[Extracted data entries]
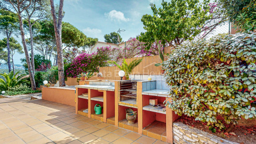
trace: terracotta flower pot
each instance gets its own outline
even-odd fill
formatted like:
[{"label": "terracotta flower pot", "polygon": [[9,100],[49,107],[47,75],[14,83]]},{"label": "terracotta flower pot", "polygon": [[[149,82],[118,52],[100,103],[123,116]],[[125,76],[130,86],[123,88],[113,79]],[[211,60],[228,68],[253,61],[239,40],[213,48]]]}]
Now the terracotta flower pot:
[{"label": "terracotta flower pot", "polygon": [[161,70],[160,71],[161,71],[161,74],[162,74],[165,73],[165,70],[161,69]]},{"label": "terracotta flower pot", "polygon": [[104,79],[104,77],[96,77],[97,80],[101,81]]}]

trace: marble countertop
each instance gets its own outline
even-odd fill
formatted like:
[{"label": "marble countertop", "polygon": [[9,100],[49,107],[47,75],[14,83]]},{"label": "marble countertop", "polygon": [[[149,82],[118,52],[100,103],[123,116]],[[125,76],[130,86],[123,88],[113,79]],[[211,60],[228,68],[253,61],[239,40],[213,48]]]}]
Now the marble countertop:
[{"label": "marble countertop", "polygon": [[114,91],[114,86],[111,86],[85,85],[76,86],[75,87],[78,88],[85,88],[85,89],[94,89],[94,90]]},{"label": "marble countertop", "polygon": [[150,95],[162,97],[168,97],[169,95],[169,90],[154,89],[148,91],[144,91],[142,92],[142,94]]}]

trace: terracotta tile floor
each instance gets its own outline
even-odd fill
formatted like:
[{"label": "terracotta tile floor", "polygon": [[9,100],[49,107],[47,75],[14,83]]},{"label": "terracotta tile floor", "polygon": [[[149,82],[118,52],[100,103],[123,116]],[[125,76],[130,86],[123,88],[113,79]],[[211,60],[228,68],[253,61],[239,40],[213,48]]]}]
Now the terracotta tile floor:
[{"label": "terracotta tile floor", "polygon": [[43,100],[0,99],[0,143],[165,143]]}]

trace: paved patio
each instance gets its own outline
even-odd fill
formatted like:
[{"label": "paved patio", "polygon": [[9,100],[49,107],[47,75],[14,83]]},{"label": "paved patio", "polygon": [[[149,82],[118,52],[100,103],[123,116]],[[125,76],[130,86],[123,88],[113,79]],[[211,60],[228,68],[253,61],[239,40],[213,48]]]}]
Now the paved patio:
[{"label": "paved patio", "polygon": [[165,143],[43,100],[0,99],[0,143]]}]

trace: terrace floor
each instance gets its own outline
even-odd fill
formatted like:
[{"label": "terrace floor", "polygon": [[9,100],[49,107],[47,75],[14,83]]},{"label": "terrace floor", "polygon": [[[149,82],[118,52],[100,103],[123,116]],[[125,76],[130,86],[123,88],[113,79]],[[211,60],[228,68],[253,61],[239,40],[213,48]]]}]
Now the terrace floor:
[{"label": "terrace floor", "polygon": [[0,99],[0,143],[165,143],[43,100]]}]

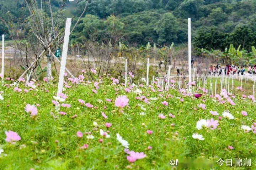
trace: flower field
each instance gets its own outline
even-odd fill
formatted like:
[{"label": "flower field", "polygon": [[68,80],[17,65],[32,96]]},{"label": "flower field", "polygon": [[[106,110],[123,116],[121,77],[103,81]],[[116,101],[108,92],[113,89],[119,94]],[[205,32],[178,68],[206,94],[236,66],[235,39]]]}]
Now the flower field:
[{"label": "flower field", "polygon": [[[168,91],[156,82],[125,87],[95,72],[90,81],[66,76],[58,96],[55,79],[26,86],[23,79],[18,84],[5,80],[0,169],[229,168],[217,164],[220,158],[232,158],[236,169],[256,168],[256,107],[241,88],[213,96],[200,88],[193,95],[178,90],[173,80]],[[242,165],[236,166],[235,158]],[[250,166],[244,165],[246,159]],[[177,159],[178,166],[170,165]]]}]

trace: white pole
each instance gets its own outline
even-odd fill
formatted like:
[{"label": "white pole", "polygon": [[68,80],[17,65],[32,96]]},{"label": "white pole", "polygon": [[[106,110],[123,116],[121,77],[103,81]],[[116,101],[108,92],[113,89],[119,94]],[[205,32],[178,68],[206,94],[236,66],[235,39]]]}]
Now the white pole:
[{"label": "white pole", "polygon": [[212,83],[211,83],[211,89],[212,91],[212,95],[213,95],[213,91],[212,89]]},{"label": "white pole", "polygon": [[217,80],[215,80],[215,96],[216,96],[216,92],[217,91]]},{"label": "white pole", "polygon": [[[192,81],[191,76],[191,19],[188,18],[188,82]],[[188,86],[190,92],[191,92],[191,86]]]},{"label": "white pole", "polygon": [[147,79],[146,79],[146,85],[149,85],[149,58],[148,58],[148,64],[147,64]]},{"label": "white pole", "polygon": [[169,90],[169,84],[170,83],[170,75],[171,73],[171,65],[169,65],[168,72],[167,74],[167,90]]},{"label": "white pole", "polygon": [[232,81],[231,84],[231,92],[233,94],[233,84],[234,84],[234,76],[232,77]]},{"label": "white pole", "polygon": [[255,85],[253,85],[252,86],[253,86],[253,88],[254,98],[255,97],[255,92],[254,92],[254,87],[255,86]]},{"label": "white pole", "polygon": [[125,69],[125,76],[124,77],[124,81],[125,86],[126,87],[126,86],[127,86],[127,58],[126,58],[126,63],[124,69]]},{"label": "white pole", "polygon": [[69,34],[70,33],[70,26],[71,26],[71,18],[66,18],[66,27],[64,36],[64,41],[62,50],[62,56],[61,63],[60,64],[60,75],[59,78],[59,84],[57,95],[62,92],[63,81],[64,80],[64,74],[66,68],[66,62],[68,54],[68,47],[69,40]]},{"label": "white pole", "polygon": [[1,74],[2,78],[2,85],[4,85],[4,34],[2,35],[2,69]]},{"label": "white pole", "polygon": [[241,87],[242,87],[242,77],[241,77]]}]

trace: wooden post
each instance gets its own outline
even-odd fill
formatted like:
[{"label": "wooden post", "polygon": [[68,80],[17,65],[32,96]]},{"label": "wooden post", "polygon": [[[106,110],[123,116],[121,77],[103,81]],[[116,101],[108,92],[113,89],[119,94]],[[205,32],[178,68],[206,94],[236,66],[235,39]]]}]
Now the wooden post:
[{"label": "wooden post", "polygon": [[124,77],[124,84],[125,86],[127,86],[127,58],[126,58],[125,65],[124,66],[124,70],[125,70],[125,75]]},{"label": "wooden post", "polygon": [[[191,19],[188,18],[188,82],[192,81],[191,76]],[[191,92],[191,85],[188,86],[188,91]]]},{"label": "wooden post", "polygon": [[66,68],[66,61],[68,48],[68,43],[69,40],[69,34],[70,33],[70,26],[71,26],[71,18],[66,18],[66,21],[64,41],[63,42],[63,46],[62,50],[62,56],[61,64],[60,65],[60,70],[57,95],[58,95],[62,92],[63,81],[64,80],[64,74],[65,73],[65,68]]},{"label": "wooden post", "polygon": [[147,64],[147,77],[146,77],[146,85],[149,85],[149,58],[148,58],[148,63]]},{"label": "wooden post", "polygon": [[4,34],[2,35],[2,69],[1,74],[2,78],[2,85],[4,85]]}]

### Short task:
In your copy of the listing above, reproduce each line exactly and omit all pictures.

### Answer for this exercise:
trace: terracotta flower pot
each instance gets its own outline
even-odd fill
formatted like:
[{"label": "terracotta flower pot", "polygon": [[9,100],[49,107],[47,75],[14,83]]},{"label": "terracotta flower pot", "polygon": [[[149,82],[118,52],[100,103],[123,116]],[[125,76],[130,86],[123,88],[113,79]],[[211,60],[228,68],[253,61],[239,40],[213,48]]]}]
Now the terracotta flower pot:
[{"label": "terracotta flower pot", "polygon": [[161,70],[160,71],[161,71],[161,74],[162,74],[165,73],[165,70],[161,69]]},{"label": "terracotta flower pot", "polygon": [[104,79],[104,77],[96,77],[97,80],[101,81]]}]

trace: marble countertop
each instance gets its own outline
even-odd fill
formatted like:
[{"label": "marble countertop", "polygon": [[9,100],[49,107],[47,75],[14,83]]},{"label": "marble countertop", "polygon": [[[149,82],[118,52],[100,103],[123,116]],[[125,76],[130,86],[123,88],[113,79]],[[211,60],[228,68],[253,61],[239,40],[213,48]]]}]
Now the marble countertop:
[{"label": "marble countertop", "polygon": [[114,91],[114,86],[111,86],[85,85],[76,86],[75,87],[78,88],[85,88],[85,89],[94,89],[94,90]]},{"label": "marble countertop", "polygon": [[150,95],[162,97],[168,97],[169,95],[169,90],[154,89],[148,91],[144,91],[142,92],[142,94]]}]

trace: terracotta tile floor
each instance gets its own outline
even-odd fill
formatted like:
[{"label": "terracotta tile floor", "polygon": [[9,100],[49,107],[47,75],[14,83]]},{"label": "terracotta tile floor", "polygon": [[[149,82],[118,52],[100,103],[123,116]],[[125,76],[130,86],[123,88],[113,79]],[[211,60],[228,68],[253,61],[239,40],[213,48]]]}]
Now the terracotta tile floor:
[{"label": "terracotta tile floor", "polygon": [[43,100],[0,99],[0,143],[165,143]]}]

trace: paved patio
each instance gets its own outline
even-odd fill
formatted like:
[{"label": "paved patio", "polygon": [[9,100],[49,107],[47,75],[14,83]]},{"label": "paved patio", "polygon": [[[149,82],[118,52],[100,103],[123,116]],[[125,76],[130,86],[123,88],[113,79]],[[211,60],[228,68],[253,61],[239,40],[213,48]]]}]
Now the paved patio:
[{"label": "paved patio", "polygon": [[165,143],[43,100],[0,99],[0,143]]}]

trace: terrace floor
each instance gets its own outline
even-odd fill
formatted like:
[{"label": "terrace floor", "polygon": [[9,100],[49,107],[47,75],[14,83]]},{"label": "terrace floor", "polygon": [[[149,82],[118,52],[100,103],[123,116]],[[125,76],[130,86],[123,88],[113,79]],[[211,60],[228,68],[253,61],[239,40],[213,48]]]}]
Now the terrace floor:
[{"label": "terrace floor", "polygon": [[0,99],[0,143],[165,143],[43,100]]}]

trace: flower field
each instance gets its own outline
even-odd fill
formatted like:
[{"label": "flower field", "polygon": [[68,80],[17,65],[32,96]]},{"label": "flower field", "polygon": [[[106,110],[123,116],[121,77],[103,81]],[[116,101],[108,92],[113,89],[119,94]],[[205,32],[178,68],[206,94],[236,66],[235,39]]]}]
Now the flower field:
[{"label": "flower field", "polygon": [[[168,91],[156,82],[125,87],[95,72],[90,81],[66,76],[58,96],[55,79],[26,86],[23,79],[18,84],[5,80],[0,169],[229,168],[217,164],[220,158],[232,158],[236,169],[256,168],[256,107],[241,88],[213,96],[200,88],[193,95],[178,90],[173,80]],[[242,165],[236,166],[235,158]],[[250,166],[244,165],[246,159]],[[177,159],[178,166],[170,165]]]}]

trace: white pole
each instance gets its own outline
even-odd fill
formatted like:
[{"label": "white pole", "polygon": [[68,80],[17,65],[32,96]]},{"label": "white pole", "polygon": [[[106,110],[123,116],[121,77],[103,81]],[[116,101],[108,92],[113,89],[119,94]],[[205,32],[178,68],[206,94],[236,66],[235,39]]]}]
Now the white pole:
[{"label": "white pole", "polygon": [[212,83],[211,83],[211,89],[212,91],[212,95],[213,95],[213,91],[212,89]]},{"label": "white pole", "polygon": [[217,80],[215,80],[215,96],[216,96],[216,92],[217,91]]},{"label": "white pole", "polygon": [[[192,81],[191,76],[191,19],[188,18],[188,82]],[[188,86],[190,92],[191,92],[191,86]]]},{"label": "white pole", "polygon": [[147,79],[146,79],[146,85],[149,85],[149,58],[148,58],[148,64],[147,64]]},{"label": "white pole", "polygon": [[169,90],[169,84],[170,83],[170,75],[171,73],[171,65],[169,65],[168,72],[167,74],[167,90]]},{"label": "white pole", "polygon": [[232,81],[231,84],[231,92],[233,94],[233,84],[234,84],[234,76],[232,77]]},{"label": "white pole", "polygon": [[255,85],[253,85],[252,86],[253,86],[253,88],[254,98],[255,97],[255,92],[254,92],[254,87],[255,86]]},{"label": "white pole", "polygon": [[125,69],[125,76],[124,77],[124,81],[125,86],[126,87],[126,86],[127,86],[127,58],[126,58],[126,63],[124,69]]},{"label": "white pole", "polygon": [[69,34],[70,33],[70,26],[71,26],[71,18],[66,18],[66,27],[64,36],[64,41],[62,50],[62,56],[61,63],[60,64],[60,75],[59,78],[59,84],[57,95],[62,92],[63,81],[64,80],[64,74],[66,68],[66,62],[68,54],[68,47],[69,40]]},{"label": "white pole", "polygon": [[1,74],[2,78],[2,85],[4,85],[4,34],[2,35],[2,69]]},{"label": "white pole", "polygon": [[241,87],[242,87],[242,77],[241,77]]}]

trace: wooden post
each instance gets its own outline
even-odd fill
formatted like:
[{"label": "wooden post", "polygon": [[68,80],[17,65],[32,96]]},{"label": "wooden post", "polygon": [[[106,110],[123,116],[121,77],[103,81]],[[116,101],[108,92],[113,89],[119,94]],[[205,32],[178,68],[206,94],[236,66],[235,39]]]}]
Now the wooden post:
[{"label": "wooden post", "polygon": [[124,77],[124,84],[125,86],[127,86],[127,58],[126,58],[125,65],[124,66],[124,70],[125,70],[125,75]]},{"label": "wooden post", "polygon": [[[191,19],[188,18],[188,82],[192,81],[191,76]],[[191,92],[191,85],[188,86],[188,91]]]},{"label": "wooden post", "polygon": [[66,68],[66,61],[68,48],[68,43],[69,40],[69,34],[70,33],[70,26],[71,26],[71,18],[66,18],[66,21],[64,41],[63,42],[63,46],[62,50],[62,56],[61,64],[60,65],[60,70],[57,95],[58,95],[62,92],[63,81],[64,80],[64,74],[65,73],[65,68]]},{"label": "wooden post", "polygon": [[147,64],[147,77],[146,77],[146,85],[149,85],[149,58],[148,58],[148,63]]},{"label": "wooden post", "polygon": [[4,34],[2,35],[2,69],[1,74],[2,78],[2,85],[4,85]]}]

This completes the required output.